■ CHALLENGE
In the records below, change "each instance" to "every instance" wherever it appears and leave everything else as it is.

■ SUPPLIED MATERIAL
□ □ □

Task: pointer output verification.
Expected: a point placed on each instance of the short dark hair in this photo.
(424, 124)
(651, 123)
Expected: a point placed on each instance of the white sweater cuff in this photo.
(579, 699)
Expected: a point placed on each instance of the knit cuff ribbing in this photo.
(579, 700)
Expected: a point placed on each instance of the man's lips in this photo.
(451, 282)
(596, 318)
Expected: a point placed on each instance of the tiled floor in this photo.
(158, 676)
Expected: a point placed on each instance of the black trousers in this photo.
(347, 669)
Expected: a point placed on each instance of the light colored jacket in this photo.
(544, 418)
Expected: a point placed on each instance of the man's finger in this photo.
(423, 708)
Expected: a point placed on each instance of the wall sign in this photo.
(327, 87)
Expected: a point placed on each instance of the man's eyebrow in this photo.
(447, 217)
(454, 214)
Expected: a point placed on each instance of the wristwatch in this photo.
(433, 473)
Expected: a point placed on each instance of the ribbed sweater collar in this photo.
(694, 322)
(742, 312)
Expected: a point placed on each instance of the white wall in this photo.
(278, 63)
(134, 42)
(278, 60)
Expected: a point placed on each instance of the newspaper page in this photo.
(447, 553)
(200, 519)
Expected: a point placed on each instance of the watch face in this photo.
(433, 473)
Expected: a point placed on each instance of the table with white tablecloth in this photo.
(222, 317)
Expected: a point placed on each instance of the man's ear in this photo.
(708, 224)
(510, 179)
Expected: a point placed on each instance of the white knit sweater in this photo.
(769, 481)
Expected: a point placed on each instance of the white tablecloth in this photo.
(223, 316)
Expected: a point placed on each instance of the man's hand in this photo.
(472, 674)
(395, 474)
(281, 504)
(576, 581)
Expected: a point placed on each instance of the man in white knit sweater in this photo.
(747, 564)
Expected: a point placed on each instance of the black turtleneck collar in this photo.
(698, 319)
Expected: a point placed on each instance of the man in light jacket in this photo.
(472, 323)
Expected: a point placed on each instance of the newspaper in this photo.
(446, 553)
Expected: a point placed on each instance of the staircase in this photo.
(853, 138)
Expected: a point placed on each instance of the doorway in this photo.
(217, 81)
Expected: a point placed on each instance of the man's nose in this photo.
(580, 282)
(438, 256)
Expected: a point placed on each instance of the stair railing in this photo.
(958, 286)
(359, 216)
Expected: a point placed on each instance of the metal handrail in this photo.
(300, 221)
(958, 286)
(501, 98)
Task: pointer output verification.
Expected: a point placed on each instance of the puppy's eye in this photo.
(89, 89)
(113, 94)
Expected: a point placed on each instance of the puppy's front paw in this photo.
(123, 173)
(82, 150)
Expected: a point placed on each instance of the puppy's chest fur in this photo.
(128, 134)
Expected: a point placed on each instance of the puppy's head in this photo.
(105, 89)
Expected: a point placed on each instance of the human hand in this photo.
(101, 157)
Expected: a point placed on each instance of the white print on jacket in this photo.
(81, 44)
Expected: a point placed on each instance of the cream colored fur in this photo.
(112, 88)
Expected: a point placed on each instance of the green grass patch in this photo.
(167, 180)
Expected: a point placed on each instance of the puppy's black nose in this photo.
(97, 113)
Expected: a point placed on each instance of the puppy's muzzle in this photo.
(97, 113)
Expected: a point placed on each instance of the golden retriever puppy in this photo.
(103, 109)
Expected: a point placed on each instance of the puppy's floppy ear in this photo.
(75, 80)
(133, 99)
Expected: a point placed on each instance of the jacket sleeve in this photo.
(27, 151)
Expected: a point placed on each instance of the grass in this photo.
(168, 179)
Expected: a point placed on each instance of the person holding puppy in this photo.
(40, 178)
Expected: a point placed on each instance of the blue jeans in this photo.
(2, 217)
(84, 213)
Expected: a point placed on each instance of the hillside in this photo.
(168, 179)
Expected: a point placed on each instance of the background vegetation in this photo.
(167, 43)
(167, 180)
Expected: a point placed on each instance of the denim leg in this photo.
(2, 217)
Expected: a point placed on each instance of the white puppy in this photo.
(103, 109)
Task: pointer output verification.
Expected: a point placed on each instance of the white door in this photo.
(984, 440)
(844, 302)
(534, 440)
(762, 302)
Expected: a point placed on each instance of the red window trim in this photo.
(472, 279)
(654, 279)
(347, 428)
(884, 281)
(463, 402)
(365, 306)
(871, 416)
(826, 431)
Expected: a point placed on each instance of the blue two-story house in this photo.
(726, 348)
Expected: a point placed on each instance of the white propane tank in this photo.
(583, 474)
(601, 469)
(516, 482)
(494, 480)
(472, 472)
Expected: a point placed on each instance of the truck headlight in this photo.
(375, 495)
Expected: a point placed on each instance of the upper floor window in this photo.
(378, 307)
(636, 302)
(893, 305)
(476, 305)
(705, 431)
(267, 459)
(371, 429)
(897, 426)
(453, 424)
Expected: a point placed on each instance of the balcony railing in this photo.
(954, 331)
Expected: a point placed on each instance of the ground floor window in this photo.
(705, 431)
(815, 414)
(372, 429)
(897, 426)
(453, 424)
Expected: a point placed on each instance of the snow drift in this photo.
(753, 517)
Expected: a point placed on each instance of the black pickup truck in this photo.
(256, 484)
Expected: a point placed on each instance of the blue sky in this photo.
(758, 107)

□ □ □

■ SOLUTION TO THIS EXERCISE
Task: pointer output verification.
Expected: a point placed on every instance of the short dark hair in this photo.
(424, 124)
(651, 123)
Expected: a point placed on every instance of the white sweater cuff in this photo.
(579, 699)
Expected: a point placed on every instance of the knit cuff ribbing in this photo.
(579, 700)
Expected: a point placed on every instance of the man's lips in this photo.
(451, 282)
(596, 318)
Expected: a point placed on every instance of the tiled floor in this photo.
(158, 676)
Expected: a point placed on every instance of the black trousers in this photo.
(347, 669)
Expected: a point placed on every instance of the light colored jacket in this photo.
(544, 418)
Expected: a point placed on every instance of the man's finger in this photo.
(423, 708)
Expected: a point placed on every instance of the wall sign in this photo.
(327, 87)
Expected: a point placed on every instance of the man's eyebrow in this photo.
(447, 217)
(454, 214)
Expected: a point placed on every instance of the wristwatch in this photo.
(433, 473)
Expected: a point placed on every instance of the ribbed sweater collar in this photo.
(694, 322)
(742, 312)
Expected: a point placed on every instance of the white wall in this photo.
(278, 63)
(134, 42)
(278, 60)
Expected: a point placed on every instance of the newspaper page in this photo.
(447, 553)
(200, 519)
Expected: a point placed on every instance of the watch face in this photo.
(433, 473)
Expected: a point placed on every instance of the table with white tablecloth in this photo.
(222, 317)
Expected: a point placed on every instance of the man's ear in this photo.
(708, 224)
(510, 179)
Expected: a point placed on every instance of the white knit sweater in this photo.
(769, 481)
Expected: a point placed on every instance of the white tablecloth in this photo.
(223, 316)
Expected: a point placed on every instance of the man's hand in this photo.
(472, 674)
(395, 474)
(281, 504)
(576, 581)
Expected: a point placed on every instance of the man in white knit sweater in this photo.
(747, 564)
Expected: a point placed on every instance of the black turtleneck collar in this photo.
(698, 319)
Expected: a point placed on every instance of the man in light jacket in this photo.
(472, 323)
Expected: a point placed on every instance of the newspaper in this photo.
(446, 553)
Expected: a point placed on every instance of the staircase in this photo.
(853, 138)
Expected: a point placed on every instance of the doorway in this photo.
(217, 81)
Expected: a point placed on every instance of the man's nose in this photo.
(580, 282)
(438, 256)
Expected: a point placed on every instance of the stair railing in this photo.
(958, 286)
(359, 216)
Expected: a point placed on every instance of the metal handrail in this photo.
(300, 221)
(958, 286)
(501, 98)
Task: pointer output verification.
Expected: a point placed on every instance of the puppy's eye in this photo.
(89, 89)
(113, 94)
Expected: a point placed on every instance of the puppy's front paw in this photo.
(123, 173)
(82, 150)
Expected: a point placed on every instance of the puppy's chest fur in this photo.
(128, 134)
Expected: a point placed on every instance of the puppy's head in this photo.
(105, 89)
Expected: a point placed on every instance of the human hand in this photo.
(101, 157)
Expected: a point placed on every instance of the white print on jacket in this photo.
(81, 44)
Expected: a point placed on every instance of the cream colored fur in this photo.
(112, 88)
Expected: a point placed on every instance of the green grass patch in this photo.
(167, 180)
Expected: a point placed on every instance of the puppy's black nose in this photo.
(97, 113)
Expected: a point placed on every instance of the puppy's muzzle in this photo.
(97, 113)
Expected: a point placed on every instance of the golden retriever puppy in this photo.
(103, 109)
Expected: a point placed on every instance of the puppy's floppy ear in this photo.
(75, 80)
(133, 99)
Expected: a point placed on every instance of the jacket sleeve in this photo.
(27, 151)
Expected: a point placed on every instance of the grass in this photo.
(168, 179)
Expected: a point placed on every instance of the person holding puppy in this photo.
(40, 178)
Expected: a point placed on every instance of the blue jeans in this photo.
(2, 217)
(84, 213)
Expected: a point placed on every instance of the hillside in this photo.
(168, 179)
Expected: a point placed on every instance of the background vegetation in this photo.
(167, 43)
(167, 180)
Expected: a point placed on every instance of the denim leg in this photo.
(2, 217)
Expected: a point placed on every instance of the white puppy in this photo.
(103, 109)
Task: pointer output verification.
Expected: a point placed on every instance of the white door in this photo.
(984, 440)
(844, 302)
(534, 440)
(762, 302)
Expected: a point placed on every instance of the red window trim in this photo.
(472, 279)
(654, 279)
(347, 428)
(884, 281)
(463, 402)
(365, 306)
(871, 416)
(826, 431)
Expected: a point placed on every instance of the blue two-story house in this photo.
(726, 348)
Expected: a point placed on every instance of the white propane tank in this photo.
(583, 474)
(601, 469)
(516, 482)
(494, 480)
(472, 472)
Expected: a point placed on every instance of the truck headlight in this photo.
(375, 495)
Expected: a point placed on every instance of the upper floor window in this photo.
(378, 307)
(636, 302)
(893, 305)
(476, 305)
(705, 431)
(267, 459)
(371, 429)
(897, 426)
(453, 424)
Expected: a point placed on every instance of the balcony railing in this photo.
(954, 331)
Expected: a point placed on every instance of the ground floor window in this photo.
(705, 431)
(815, 414)
(372, 429)
(897, 426)
(453, 424)
Expected: a point placed on every instance of the snow drift in this photo.
(753, 517)
Expected: a point placed on every instance of the black pickup truck in this photo.
(256, 484)
Expected: a point placed on every instance of the blue sky in this photo.
(758, 107)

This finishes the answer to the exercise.